### Exercise brief:
Write out all the data again, exactly.

Records from a data collection

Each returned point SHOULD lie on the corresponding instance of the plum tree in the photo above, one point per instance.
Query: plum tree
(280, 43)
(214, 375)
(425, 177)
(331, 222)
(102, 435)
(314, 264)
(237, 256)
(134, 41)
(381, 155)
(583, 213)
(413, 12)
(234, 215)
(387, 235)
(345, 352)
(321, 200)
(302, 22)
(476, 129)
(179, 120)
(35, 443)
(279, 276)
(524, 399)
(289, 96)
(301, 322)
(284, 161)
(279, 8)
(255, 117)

### Answer for this exercise:
Each returned point SHOULD lie on the corresponding instance of the plum tree in the photo above, one point per instance.
Query: plum tree
(280, 43)
(214, 375)
(425, 177)
(331, 222)
(102, 435)
(314, 264)
(237, 256)
(134, 41)
(381, 155)
(583, 213)
(413, 12)
(234, 215)
(387, 235)
(345, 352)
(321, 200)
(302, 22)
(476, 129)
(179, 120)
(35, 443)
(279, 276)
(524, 399)
(289, 96)
(301, 322)
(284, 161)
(279, 8)
(255, 117)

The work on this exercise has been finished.